### EXERCISE GOAL
Would you print the records below without changing anything?

### SUPPLIED INFORMATION
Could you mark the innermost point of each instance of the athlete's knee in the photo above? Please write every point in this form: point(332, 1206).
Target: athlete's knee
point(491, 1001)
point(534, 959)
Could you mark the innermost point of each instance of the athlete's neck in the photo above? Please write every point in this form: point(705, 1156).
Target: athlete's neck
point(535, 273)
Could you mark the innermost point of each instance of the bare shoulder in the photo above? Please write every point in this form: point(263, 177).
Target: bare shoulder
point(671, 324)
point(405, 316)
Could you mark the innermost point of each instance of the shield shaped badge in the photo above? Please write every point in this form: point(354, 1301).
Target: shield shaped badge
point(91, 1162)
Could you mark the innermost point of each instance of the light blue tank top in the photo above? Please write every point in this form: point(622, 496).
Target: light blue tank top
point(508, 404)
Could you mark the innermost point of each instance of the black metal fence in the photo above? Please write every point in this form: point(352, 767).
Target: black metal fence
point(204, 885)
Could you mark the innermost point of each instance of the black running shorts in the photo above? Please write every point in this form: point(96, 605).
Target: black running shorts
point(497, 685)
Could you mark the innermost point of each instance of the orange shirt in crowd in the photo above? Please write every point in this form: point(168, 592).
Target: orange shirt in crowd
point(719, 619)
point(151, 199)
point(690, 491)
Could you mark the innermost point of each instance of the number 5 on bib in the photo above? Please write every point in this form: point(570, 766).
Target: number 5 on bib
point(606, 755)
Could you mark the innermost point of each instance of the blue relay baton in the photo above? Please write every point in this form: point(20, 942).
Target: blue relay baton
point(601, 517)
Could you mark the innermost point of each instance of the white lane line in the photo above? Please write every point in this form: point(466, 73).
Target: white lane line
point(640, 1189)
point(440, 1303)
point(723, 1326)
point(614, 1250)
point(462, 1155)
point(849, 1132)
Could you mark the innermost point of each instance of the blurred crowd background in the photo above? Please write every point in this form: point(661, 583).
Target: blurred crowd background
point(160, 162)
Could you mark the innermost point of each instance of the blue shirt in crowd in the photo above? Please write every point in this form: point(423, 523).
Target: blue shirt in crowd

### THE ANSWER
Could you mark the innermost point of each instance of the athlete's knee in the photo above? Please write every point in this form: point(332, 1206).
Target: athlete's knee
point(491, 1001)
point(534, 959)
Could you mark the innermost point of each instance of the athlete's neck in the photo above? Please write every point in this form: point(705, 1156).
Target: athlete's neck
point(535, 273)
Could you mark the innermost point of each instance of the bare shoulder in the photo above? Please write every point in this form: point(263, 177).
Target: bare shoulder
point(671, 324)
point(405, 316)
Could you mark the innermost point of each instance of the shield shaped badge in the photo above? Please write every point in this form: point(354, 1301).
Target: shield shaped badge
point(91, 1162)
Could you mark the innermost point of each instance of the light blue tank top in the photo above? Please write every point in this form: point(622, 496).
Target: light blue tank top
point(508, 404)
Could you mark the innermost point of each instance of the black metal fence in the photo above? Please write every point in this form: point(352, 767).
Target: black metal fence
point(204, 885)
Could you mark the innermost point of each instance of the black running shorts in the photo above? Please write every point in this form: point(96, 605).
Target: black running shorts
point(497, 685)
Could you mark the innermost point of each instance of the orange shirt in crowd in the photo above? Please write every point in this form: point(168, 592).
Target: orange shirt in crowd
point(719, 619)
point(151, 199)
point(690, 491)
Could you mark the innermost point of each instance of the number 5 on bib in the photo above? Please write every point in this form: point(570, 766).
Target: number 5 on bib
point(606, 755)
Could you mark the innermost point of each instance of the blue relay baton in the photo above? Please write every point in this form: point(20, 942).
Target: blue relay baton
point(601, 517)
Could you mark the innermost point of each instance of the white lane line in the photo above? Please write every point in this form: point(466, 73).
Target: white lane line
point(640, 1189)
point(440, 1303)
point(723, 1326)
point(614, 1250)
point(462, 1155)
point(849, 1132)
Could you mark the innermost point of each instance of the blurred crowd background in the photo above? Please write every point in this form: point(661, 583).
Target: blurred crowd background
point(160, 162)
Could you mark the innermost point of each instance of the blue shirt in crowd in the photo above? Please write every point in this form: point(423, 523).
Target: blue shirt in crowd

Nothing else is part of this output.